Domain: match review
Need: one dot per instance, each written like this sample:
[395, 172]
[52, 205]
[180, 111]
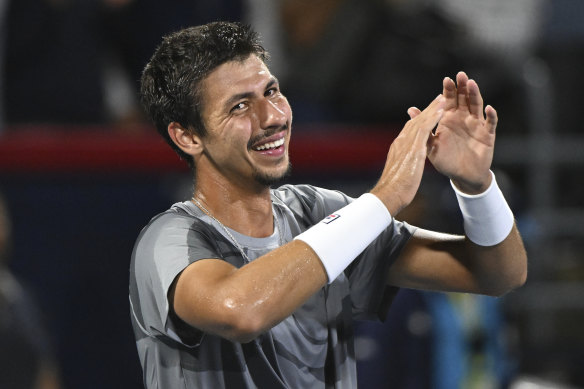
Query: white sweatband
[340, 237]
[488, 220]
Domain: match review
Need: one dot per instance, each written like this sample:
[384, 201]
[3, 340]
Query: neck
[246, 211]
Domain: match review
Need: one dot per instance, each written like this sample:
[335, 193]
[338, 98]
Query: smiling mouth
[270, 145]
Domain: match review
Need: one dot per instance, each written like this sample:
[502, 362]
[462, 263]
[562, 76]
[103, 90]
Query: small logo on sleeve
[331, 218]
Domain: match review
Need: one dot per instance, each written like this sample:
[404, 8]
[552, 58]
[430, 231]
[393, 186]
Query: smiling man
[246, 286]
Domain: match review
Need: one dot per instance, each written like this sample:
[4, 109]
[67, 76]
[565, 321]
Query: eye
[238, 107]
[271, 92]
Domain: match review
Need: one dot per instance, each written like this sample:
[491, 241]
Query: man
[243, 286]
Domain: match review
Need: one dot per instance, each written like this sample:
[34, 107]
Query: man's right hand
[406, 159]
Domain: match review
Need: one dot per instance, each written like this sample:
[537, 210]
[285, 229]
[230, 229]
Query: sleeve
[163, 250]
[371, 296]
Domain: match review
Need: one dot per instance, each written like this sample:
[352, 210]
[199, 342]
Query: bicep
[433, 261]
[196, 294]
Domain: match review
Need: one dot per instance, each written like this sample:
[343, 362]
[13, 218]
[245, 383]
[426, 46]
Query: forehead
[234, 77]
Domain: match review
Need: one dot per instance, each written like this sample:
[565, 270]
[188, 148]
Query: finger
[461, 89]
[492, 119]
[449, 92]
[475, 100]
[413, 112]
[427, 120]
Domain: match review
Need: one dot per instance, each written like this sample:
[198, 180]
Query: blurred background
[82, 171]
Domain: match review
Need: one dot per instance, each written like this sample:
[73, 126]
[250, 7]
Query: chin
[269, 179]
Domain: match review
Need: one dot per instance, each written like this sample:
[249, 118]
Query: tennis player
[249, 286]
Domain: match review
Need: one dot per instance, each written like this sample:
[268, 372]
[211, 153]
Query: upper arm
[197, 295]
[434, 261]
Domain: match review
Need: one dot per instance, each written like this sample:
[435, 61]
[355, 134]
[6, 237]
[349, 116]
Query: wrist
[473, 188]
[339, 238]
[488, 220]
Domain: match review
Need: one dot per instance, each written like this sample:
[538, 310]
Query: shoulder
[310, 198]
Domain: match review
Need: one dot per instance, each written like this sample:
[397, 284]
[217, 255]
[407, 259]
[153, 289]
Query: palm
[463, 143]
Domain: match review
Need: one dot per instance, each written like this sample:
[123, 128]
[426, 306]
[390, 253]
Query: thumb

YOUR ASSIGNMENT: Without the pictures, give all of the entries above again exactly.

SOLUTION:
Domain: match review
Need: one dot per instance, each written like this sample:
[395, 172]
[52, 205]
[180, 111]
Query: white sweatband
[340, 237]
[488, 220]
Domain: match review
Need: one dot per instance, each written like this sample:
[384, 201]
[3, 340]
Query: neck
[246, 211]
Domain: match review
Need: one dot per instance, each written like this sample:
[335, 193]
[338, 98]
Query: smiling mouth
[270, 145]
Domain: match review
Need: one dot per instance, each written like this sample:
[502, 362]
[462, 263]
[562, 76]
[103, 90]
Query: small logo on sleeve
[331, 218]
Domain: match review
Need: one dot per instance, each written like this sample:
[404, 8]
[552, 58]
[430, 231]
[393, 186]
Query: smiling man
[246, 286]
Domain: match review
Need: one dot per instance, each written like this sample:
[4, 109]
[67, 76]
[565, 321]
Query: eye
[238, 107]
[271, 92]
Domain: match review
Need: one dot per instance, each written like this sample:
[491, 241]
Query: man
[243, 286]
Domain: match review
Need: one dot per instance, each written like this sample:
[34, 107]
Query: man's right hand
[406, 159]
Domain: match review
Need: one dot per instance, each written like this sample:
[537, 210]
[285, 229]
[230, 229]
Query: sleeve
[163, 250]
[371, 296]
Domain: match review
Need: one dot per instance, each written like this sample:
[352, 210]
[199, 342]
Query: bicep
[433, 261]
[196, 294]
Domain: match review
Need: one dot per instance, each written like this sample:
[343, 362]
[13, 218]
[245, 383]
[426, 46]
Query: forehead
[234, 77]
Domain: match review
Need: one dot per instance, each written like this sample:
[565, 270]
[188, 148]
Query: finger
[461, 89]
[492, 119]
[449, 92]
[475, 100]
[413, 112]
[427, 120]
Domain: match review
Need: one dot per instance, each written like this sample:
[198, 180]
Query: blurred background
[82, 171]
Domain: match review
Need: one dot per instance, each written like this sample:
[73, 126]
[250, 7]
Query: chin
[269, 179]
Domain: match review
Need: one dot per instance, each written like this sample:
[249, 118]
Query: tennis player
[249, 286]
Domain: match review
Need: one dot per instance, each written like this sample:
[268, 372]
[211, 153]
Query: upper arm
[197, 295]
[434, 261]
Domain: match review
Need: one dot per instance, each written like this sample:
[435, 61]
[355, 134]
[6, 237]
[349, 116]
Query: wrist
[473, 188]
[339, 238]
[488, 220]
Domain: match review
Need: one dot per instance, each written like this sample:
[538, 310]
Query: shoulder
[310, 198]
Domain: match review
Need: one dot per instance, each written like this sample:
[397, 284]
[217, 255]
[407, 259]
[153, 289]
Query: palm
[463, 143]
Domain: match review
Need: one dot per instance, each written like this sample:
[123, 128]
[426, 306]
[390, 253]
Query: thumb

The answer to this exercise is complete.